**** Reading text

My family are minimalists. So when birthdays and Christmas roll around, we throw a lot of stuff away. We don’t like plastic toys (preferring wooden ones), and we don’t like clutter. So on Evelyn’s last birthday we donated and trashed a whole lot of junk. Among them were fluorescent pink bath wash and lotion, and a tiny, sticky plastic dress up doll which made her cry because she couldn’t get the plastic dress over the plastic arms. She ran that one to the garbage can herself.
And then there was the huge Barbie display package featuring all the accessories of the Barbie Takes Care of Horsey world. “Of course we’ll throw this one away!” I laugh, “or maybe we could burn it!” Evelyn held the box close, protecting her newfound love.
Oh my god, I thought, she likes Barbie. Just like every little girl my daughter is enchanted by the one and only, quintessential American doll – Barbie: the icon of superficiality with her massive wardrobe and convertible Corvette; Barbie: the unattainable, airbrushed ideal; Barbie: a plastic, toxic, collect all four, dull ass toy.
What is it that she sees in this thing?
I don’t know, but I’m going to figure it out so that I can turn this self-image destroying idol into something to admire, not to envy. If I can do that for me, maybe I can save her from the low self-esteem and jealousy Barbie inevitably conjures up.
Barbie will become a model of perfection not to hate but to emulate! Here goes nuthin…
Barbie is a Modern Goddess
Women of the 21st century despise Barbie, they mock her unattainable perfection, they revel in pointing out how unrealistic is her beauty and how “unnatural” is her shape. But is she really as bad as all that or is her image and the accompanied hatred actually a product of our own demented demands on ourselves?
Think about it, icons of beauty have been around for centuries. Barbie herself is not actually a far cry from the Daughters of Zeus. Aphrodite, for example, the golden haired, goddess of love and beauty was openly worshiped for her perfect physique. People love her because her eyes are wide, her hair luscious, her waist delicate, her breasts a nice handful, her legs long and smooth, her smile enchanting – while Barbie is berated for the same.

********
**** Dataset

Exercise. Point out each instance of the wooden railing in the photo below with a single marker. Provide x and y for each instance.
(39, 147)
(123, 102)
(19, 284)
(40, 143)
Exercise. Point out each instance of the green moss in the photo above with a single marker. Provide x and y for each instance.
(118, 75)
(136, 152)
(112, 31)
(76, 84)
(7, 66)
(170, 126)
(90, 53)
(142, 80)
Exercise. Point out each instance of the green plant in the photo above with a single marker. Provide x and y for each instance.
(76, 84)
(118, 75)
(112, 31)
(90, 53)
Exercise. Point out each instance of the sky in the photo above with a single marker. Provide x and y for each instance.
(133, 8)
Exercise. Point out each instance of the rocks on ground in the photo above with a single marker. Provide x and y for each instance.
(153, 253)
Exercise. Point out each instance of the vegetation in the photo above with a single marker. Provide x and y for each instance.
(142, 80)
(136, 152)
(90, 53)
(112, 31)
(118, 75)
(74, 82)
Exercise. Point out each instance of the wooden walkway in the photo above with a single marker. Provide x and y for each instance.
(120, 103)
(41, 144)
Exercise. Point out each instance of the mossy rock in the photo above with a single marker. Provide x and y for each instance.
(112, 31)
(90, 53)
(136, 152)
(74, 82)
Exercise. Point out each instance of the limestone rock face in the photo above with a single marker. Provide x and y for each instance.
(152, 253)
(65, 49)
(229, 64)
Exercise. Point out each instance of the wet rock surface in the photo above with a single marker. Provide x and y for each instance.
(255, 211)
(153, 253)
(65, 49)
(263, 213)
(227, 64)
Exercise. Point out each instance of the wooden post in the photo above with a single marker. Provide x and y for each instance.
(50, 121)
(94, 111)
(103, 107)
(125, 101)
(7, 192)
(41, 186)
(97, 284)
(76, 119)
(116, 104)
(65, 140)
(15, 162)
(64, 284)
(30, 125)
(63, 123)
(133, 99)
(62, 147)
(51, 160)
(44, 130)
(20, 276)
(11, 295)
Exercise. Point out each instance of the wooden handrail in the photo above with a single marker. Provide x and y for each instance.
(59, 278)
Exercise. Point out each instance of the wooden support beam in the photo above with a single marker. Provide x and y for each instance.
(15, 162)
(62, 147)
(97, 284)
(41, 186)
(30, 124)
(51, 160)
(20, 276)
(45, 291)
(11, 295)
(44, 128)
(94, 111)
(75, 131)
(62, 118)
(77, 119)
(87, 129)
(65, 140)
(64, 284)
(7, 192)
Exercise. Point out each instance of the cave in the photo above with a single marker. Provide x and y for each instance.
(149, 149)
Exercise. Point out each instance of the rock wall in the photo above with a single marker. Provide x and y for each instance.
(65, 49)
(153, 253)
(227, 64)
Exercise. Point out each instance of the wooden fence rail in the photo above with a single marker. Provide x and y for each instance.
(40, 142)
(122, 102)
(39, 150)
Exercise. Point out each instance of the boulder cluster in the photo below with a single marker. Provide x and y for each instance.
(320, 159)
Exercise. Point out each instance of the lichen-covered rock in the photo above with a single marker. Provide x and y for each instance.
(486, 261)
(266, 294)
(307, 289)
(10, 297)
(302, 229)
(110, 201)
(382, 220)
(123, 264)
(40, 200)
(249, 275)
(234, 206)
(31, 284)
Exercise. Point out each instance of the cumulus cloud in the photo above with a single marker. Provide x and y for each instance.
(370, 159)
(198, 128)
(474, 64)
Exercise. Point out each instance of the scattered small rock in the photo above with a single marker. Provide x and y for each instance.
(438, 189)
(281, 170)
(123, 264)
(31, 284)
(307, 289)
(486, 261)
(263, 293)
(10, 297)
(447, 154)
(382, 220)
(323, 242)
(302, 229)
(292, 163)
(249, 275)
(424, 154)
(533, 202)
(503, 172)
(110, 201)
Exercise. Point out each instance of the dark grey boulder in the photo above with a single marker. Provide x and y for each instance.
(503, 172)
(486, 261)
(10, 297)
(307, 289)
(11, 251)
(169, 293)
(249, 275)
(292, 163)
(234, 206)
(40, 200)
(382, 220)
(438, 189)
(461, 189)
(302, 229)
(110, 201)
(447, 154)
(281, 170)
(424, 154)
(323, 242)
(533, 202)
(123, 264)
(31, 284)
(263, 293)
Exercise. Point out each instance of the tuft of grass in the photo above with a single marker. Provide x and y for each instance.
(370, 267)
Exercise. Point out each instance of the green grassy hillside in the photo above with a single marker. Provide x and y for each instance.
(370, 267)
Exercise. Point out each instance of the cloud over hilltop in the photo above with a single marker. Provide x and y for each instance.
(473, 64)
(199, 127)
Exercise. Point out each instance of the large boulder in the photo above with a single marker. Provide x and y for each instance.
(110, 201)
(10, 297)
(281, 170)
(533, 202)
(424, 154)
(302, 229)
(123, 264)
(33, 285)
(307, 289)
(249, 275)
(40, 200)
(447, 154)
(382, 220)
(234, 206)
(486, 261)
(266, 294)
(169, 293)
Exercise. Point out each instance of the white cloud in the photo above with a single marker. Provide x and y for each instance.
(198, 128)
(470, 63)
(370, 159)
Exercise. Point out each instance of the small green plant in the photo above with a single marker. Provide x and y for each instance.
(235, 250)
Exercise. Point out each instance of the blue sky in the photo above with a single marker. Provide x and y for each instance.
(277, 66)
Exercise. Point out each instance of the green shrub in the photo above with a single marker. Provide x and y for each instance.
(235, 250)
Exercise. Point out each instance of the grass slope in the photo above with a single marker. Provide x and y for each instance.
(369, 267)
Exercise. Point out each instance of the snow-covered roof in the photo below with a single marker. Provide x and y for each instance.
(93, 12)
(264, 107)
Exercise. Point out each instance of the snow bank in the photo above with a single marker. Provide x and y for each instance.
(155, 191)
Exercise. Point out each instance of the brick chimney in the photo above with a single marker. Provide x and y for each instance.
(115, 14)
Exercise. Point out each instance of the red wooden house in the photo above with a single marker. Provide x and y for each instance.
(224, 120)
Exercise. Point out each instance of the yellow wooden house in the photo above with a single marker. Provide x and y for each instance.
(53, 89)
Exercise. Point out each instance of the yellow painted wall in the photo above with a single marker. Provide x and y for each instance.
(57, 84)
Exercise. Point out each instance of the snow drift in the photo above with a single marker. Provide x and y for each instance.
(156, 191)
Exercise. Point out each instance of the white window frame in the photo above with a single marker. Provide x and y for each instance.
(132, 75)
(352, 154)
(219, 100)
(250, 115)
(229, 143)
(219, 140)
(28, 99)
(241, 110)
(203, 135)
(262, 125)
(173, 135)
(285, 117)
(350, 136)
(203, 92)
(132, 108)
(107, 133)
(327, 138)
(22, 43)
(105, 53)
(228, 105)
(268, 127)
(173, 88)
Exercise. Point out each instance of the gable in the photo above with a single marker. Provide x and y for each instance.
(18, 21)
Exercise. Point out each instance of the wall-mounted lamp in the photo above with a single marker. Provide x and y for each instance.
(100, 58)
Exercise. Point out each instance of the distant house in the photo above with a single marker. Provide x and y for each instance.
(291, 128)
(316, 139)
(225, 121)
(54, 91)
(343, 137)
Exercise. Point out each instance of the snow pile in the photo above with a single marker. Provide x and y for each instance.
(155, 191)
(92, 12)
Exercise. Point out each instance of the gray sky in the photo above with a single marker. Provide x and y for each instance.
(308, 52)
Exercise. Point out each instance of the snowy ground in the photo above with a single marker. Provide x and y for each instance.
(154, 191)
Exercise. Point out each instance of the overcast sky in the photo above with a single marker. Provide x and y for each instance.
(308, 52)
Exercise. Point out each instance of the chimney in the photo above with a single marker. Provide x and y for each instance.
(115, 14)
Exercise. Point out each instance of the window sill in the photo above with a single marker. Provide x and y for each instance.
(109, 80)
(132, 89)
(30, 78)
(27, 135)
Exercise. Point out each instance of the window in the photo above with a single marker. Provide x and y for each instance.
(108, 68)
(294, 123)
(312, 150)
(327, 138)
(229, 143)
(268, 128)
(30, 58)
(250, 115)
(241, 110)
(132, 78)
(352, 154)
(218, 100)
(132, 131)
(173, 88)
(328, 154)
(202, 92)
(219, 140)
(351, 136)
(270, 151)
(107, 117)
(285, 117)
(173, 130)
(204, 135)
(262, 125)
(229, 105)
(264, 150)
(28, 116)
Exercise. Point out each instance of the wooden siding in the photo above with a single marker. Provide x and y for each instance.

********

* **Task goal**
Answer these questions about the Barbie piece above:
(a) What kind of toys does the family prefer to plastic ones?
(b) What world do the accessories in the huge Barbie display package belong to?
(c) Which goddess of love and beauty does the piece compare Barbie to?

* **Exercise response**
(a) Wooden ones.
(b) The Barbie Takes Care of Horsey world.
(c) Aphrodite.